Exercise objective => Your answer must be an exact copy of the lines below, from the first through the one with "positive clicks: (420, 204) (415, 217)", with no pictures.

****

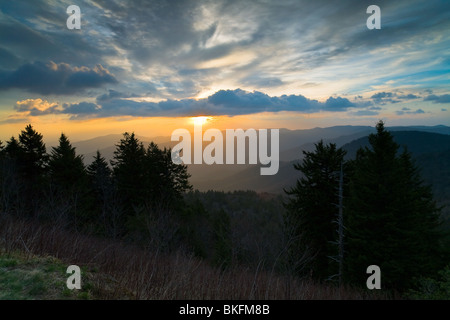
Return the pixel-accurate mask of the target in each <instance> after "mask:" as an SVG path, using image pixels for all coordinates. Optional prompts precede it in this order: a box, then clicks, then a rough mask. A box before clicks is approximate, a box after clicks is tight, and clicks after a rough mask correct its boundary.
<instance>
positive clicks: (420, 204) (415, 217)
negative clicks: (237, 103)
mask: <svg viewBox="0 0 450 320" xmlns="http://www.w3.org/2000/svg"><path fill="white" fill-rule="evenodd" d="M376 129H377V132H376V133H375V134H371V135H370V136H369V142H370V147H365V148H360V149H359V150H358V152H357V155H356V158H355V159H353V160H350V161H344V156H345V151H344V150H342V149H341V148H337V147H336V145H335V144H328V145H326V144H324V143H323V142H319V143H318V144H316V149H315V151H313V152H304V160H303V162H302V163H299V164H297V165H295V168H296V169H297V170H299V171H301V172H302V174H303V177H302V178H301V179H299V180H298V181H297V184H296V186H295V187H293V188H291V189H289V190H286V192H287V194H288V195H289V196H290V198H289V201H288V202H287V212H286V217H285V223H287V224H288V225H289V226H290V228H291V231H290V232H291V235H292V238H293V239H294V242H293V244H292V246H291V247H290V249H289V252H290V253H289V257H290V261H291V262H290V263H291V264H293V265H296V266H297V272H298V273H299V274H304V275H305V274H309V275H311V276H312V277H314V278H316V279H319V280H326V279H335V280H339V281H340V282H347V283H352V284H356V285H360V286H364V285H365V283H366V280H367V278H368V276H369V275H368V274H367V273H366V270H367V267H369V266H370V265H377V266H379V267H380V269H381V283H382V287H383V288H384V289H393V290H398V291H404V290H406V289H410V288H412V287H414V286H416V285H418V283H419V282H418V279H420V278H421V279H422V280H423V279H425V278H426V277H434V276H436V275H437V274H438V271H439V270H441V269H443V268H444V267H445V266H446V265H448V264H449V263H450V259H449V257H450V256H449V253H450V252H449V247H448V245H449V243H448V241H447V242H446V240H445V237H444V234H443V232H442V228H440V225H441V222H442V220H441V216H440V211H441V208H439V207H438V206H437V205H436V202H435V201H434V199H433V195H432V192H431V188H430V187H429V186H426V185H424V183H423V180H422V179H421V176H420V173H419V170H418V168H417V167H416V166H415V164H414V162H413V160H412V159H411V155H410V153H408V151H407V150H403V152H400V150H399V145H398V144H396V143H395V142H394V140H393V137H392V135H391V134H390V133H389V132H388V131H386V130H385V128H384V123H383V122H382V121H380V122H379V123H378V124H377V126H376Z"/></svg>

****

Task answer =>
Return the pixel-accurate mask of the target in each <instance> after "mask:" as an SVG path, using image pixels for all coordinates. Optional prompts precede it in this order: a box, then clicks, then a rough mask. A box before clicks is approximate, a box after clicks is tight, and clicks after a rough mask correct its boundary.
<instance>
positive clicks: (420, 204) (415, 217)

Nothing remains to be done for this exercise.